## TASK PROMPT
What is needed is an exact copy of the entries below, with every picture left out.

## DATASET
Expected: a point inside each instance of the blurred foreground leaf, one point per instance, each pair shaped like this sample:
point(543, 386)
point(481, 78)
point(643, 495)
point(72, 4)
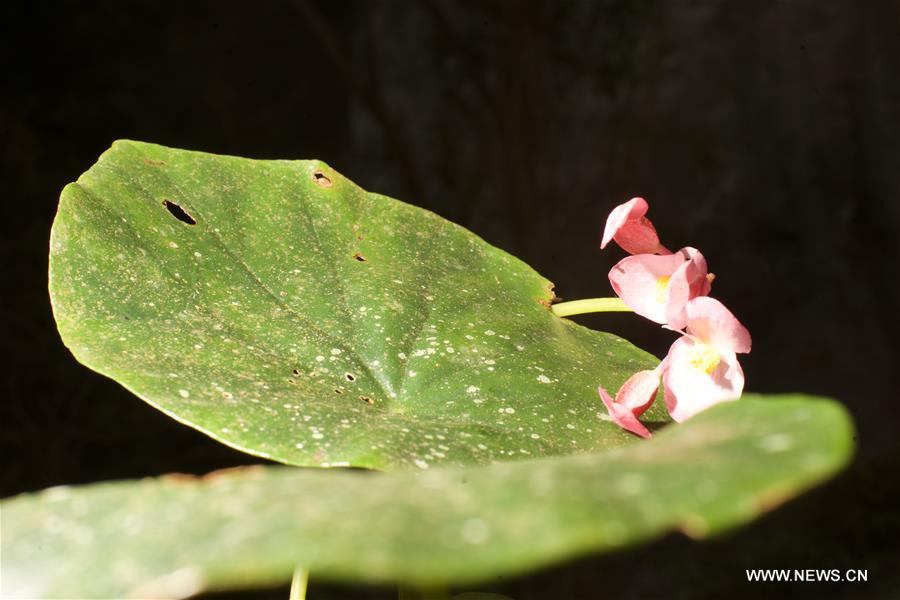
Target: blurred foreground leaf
point(177, 535)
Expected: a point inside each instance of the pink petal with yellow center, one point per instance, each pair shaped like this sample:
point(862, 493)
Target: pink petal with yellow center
point(697, 375)
point(642, 282)
point(631, 230)
point(709, 321)
point(687, 282)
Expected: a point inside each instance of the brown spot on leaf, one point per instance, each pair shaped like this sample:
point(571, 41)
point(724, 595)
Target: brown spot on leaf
point(179, 213)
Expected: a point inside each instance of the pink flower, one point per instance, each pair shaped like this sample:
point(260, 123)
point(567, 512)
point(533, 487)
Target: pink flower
point(658, 287)
point(633, 399)
point(634, 232)
point(701, 368)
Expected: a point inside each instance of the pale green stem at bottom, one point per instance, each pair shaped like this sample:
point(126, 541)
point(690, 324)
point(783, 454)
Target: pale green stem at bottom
point(298, 584)
point(579, 307)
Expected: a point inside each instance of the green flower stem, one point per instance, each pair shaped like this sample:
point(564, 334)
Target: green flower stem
point(298, 584)
point(579, 307)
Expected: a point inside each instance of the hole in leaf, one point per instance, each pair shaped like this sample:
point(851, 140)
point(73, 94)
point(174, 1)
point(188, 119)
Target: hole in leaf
point(179, 213)
point(321, 179)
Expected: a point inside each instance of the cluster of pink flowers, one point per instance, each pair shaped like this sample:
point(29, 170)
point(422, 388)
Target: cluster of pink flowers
point(701, 368)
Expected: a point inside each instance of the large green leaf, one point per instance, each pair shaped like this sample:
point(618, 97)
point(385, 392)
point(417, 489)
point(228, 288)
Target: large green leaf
point(173, 536)
point(284, 311)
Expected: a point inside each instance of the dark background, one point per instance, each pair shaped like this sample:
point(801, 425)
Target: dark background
point(765, 133)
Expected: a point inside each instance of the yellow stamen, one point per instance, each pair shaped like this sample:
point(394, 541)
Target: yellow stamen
point(705, 358)
point(662, 287)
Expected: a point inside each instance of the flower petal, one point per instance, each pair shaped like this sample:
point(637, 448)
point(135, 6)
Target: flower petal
point(639, 392)
point(687, 282)
point(641, 281)
point(623, 417)
point(696, 376)
point(631, 230)
point(708, 320)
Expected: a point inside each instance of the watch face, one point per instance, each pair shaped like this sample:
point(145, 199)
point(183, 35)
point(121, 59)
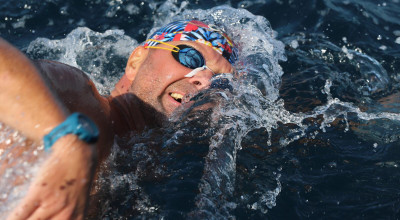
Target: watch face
point(86, 124)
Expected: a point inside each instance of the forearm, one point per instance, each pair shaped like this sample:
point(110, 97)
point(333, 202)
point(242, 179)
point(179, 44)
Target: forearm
point(26, 103)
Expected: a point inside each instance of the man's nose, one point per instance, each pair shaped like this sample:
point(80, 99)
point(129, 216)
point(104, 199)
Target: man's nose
point(201, 79)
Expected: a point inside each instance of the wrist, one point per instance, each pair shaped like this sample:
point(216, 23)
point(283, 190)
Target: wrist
point(71, 146)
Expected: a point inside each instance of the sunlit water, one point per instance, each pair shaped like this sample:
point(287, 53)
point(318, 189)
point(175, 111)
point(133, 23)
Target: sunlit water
point(307, 127)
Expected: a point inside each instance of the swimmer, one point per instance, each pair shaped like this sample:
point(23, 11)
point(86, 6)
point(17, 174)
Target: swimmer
point(58, 105)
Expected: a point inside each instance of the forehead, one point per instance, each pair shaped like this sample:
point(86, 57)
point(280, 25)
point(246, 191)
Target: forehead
point(213, 59)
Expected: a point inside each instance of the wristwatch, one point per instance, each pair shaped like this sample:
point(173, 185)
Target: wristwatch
point(78, 124)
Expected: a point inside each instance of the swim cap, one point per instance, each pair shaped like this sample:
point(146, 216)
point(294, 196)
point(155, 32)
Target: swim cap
point(192, 30)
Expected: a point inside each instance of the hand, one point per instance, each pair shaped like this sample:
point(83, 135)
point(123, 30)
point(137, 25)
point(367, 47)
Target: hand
point(60, 189)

## EXERCISE ANSWER
Expected: a point inside each instance of the blurred foreground leaf, one point per instance, each pair shaped like this sample:
point(543, 386)
point(481, 78)
point(643, 495)
point(72, 4)
Target: blurred foreground leaf
point(177, 535)
Expected: a point inside each instance of the pink petal with yellow center, one point per instance, each pair shaped like this sample:
point(862, 493)
Target: pink petal with yellow center
point(697, 375)
point(642, 282)
point(631, 230)
point(709, 321)
point(687, 282)
Expected: a point inside each instance of the brown spot on leaf, one point per instance, each pair shaped like this sample:
point(571, 41)
point(724, 595)
Target: brown spot on leaf
point(179, 213)
Expected: a point inside each instance of the pink flower, one point per instance, each pair shaped like this sample:
point(260, 123)
point(567, 512)
point(533, 487)
Target: pink flower
point(658, 287)
point(633, 399)
point(634, 232)
point(701, 368)
Expected: a point inside each instance of the pale green stem at bottom, one point per instance, each pair shaped like this sample:
point(126, 541)
point(690, 324)
point(783, 454)
Target: pale green stem at bottom
point(298, 584)
point(579, 307)
Expected: a point inside each instance of the green flower stem, one point per instance, each pair shaped like this sample:
point(564, 334)
Target: green flower stem
point(298, 584)
point(579, 307)
Expected: a point inside each instance of the hole in leaf, one point per instance, each pair shaped like this sample:
point(851, 140)
point(73, 94)
point(174, 1)
point(188, 119)
Target: hole in leaf
point(179, 213)
point(321, 179)
Expected: a point inside each instance of the cluster of pink flowers, one point per instance, each pair shaped like this sample:
point(29, 170)
point(422, 388)
Target: cluster of pink flowers
point(701, 368)
Expected: a point inside each instance of the large green leaf, one point per instance, each pair shaped like this sample:
point(618, 97)
point(385, 392)
point(417, 489)
point(228, 288)
Target: large green leaf
point(173, 536)
point(284, 311)
Expected: a point inside each instance of the dark background, one point per instance, each pair shaped like this sample:
point(801, 425)
Target: dark background
point(765, 133)
Expected: a point inside each instance of the yellow stamen, one point per instance, each pair shaped like this sample:
point(394, 541)
Target: yellow stamen
point(705, 358)
point(662, 287)
Expected: a point inside each instance of the flower petal, one point per instance, each pair shaped like this sample:
point(637, 448)
point(135, 6)
Target: flower petal
point(639, 392)
point(687, 282)
point(641, 281)
point(623, 417)
point(696, 376)
point(631, 230)
point(708, 320)
Expected: a point inside each instance of the watch face, one point per instance, each pair shaped like this sample:
point(145, 199)
point(183, 35)
point(121, 59)
Target: watch face
point(86, 124)
Expected: a point inside each instance of the forearm, one point per instance, each pair shaped like this sample:
point(110, 97)
point(333, 202)
point(242, 179)
point(179, 44)
Target: forearm
point(26, 103)
Expected: a point inside each instance of the man's nose, one point per instance, each pair shaped like this sample:
point(80, 99)
point(129, 216)
point(104, 199)
Target: man's nose
point(201, 79)
Expected: a point inside each instance of the wrist, one point per instance, each pair shaped like this sample:
point(216, 23)
point(283, 190)
Target: wrist
point(71, 146)
Expected: a point inside each instance of the sunlit water, one point per instance, each pair shaped like this sample:
point(287, 53)
point(318, 189)
point(175, 111)
point(133, 23)
Target: sunlit water
point(307, 127)
Expected: a point inside each instance of the swimmer, one point per instance, each pair shaped like this sample:
point(23, 11)
point(86, 6)
point(17, 174)
Target: swimmer
point(58, 105)
Expected: a point inside each instance of the forehead, one point per instance, each pair shaped like this sample:
point(86, 57)
point(280, 25)
point(246, 191)
Target: forehead
point(213, 59)
Expected: a point inside each instance of the wristwatch, one point per instance, each pair shaped like this sample:
point(173, 185)
Target: wristwatch
point(78, 124)
Expected: a point inside each instance of the swim cap, one point per instance, each pair shaped like this sample:
point(146, 216)
point(294, 196)
point(155, 32)
Target: swim cap
point(192, 30)
Expected: a point inside each instance of the hand, one point per instance, each pair shaped like this sample:
point(83, 135)
point(123, 30)
point(137, 25)
point(367, 47)
Target: hand
point(60, 189)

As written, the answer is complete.